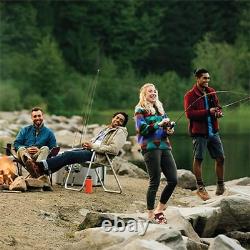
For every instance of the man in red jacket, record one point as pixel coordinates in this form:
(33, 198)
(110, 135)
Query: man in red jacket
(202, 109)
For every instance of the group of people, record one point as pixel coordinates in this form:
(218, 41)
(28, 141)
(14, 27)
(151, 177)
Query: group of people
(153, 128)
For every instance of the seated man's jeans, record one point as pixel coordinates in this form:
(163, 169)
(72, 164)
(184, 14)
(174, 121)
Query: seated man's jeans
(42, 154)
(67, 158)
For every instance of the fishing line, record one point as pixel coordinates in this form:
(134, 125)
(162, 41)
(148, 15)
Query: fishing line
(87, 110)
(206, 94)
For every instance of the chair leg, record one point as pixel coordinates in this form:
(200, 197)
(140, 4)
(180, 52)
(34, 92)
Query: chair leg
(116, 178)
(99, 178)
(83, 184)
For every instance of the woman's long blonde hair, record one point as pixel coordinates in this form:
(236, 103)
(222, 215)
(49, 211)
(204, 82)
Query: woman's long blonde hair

•••

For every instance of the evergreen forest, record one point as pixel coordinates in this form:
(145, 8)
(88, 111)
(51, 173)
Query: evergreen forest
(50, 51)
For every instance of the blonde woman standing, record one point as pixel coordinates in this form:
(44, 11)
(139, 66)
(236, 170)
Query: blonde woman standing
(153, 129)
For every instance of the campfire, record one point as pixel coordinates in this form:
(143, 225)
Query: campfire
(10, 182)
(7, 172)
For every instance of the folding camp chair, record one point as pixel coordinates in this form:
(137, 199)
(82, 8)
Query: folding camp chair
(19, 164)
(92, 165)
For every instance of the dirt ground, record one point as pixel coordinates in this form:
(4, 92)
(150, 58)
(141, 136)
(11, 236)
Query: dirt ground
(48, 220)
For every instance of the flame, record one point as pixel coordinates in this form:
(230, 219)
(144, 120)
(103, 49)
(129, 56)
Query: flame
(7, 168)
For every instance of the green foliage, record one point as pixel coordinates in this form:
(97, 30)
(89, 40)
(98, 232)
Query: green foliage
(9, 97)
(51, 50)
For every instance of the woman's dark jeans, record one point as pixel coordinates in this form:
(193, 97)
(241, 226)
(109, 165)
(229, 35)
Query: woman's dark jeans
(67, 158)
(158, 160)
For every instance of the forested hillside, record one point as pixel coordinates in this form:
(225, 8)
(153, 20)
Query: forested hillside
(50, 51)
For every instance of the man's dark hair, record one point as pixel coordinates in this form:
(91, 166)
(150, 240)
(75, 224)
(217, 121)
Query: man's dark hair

•••

Your reply is to repeat, unchanged, the lines above running from the one with "For every instance of the woman's long" up to and including the one with "Query: woman's long blonde hair".

For every instance of the woman's long blonde hair, record one point as pixel coordinates in this form:
(236, 103)
(222, 215)
(49, 211)
(204, 82)
Query: woman's long blonde hair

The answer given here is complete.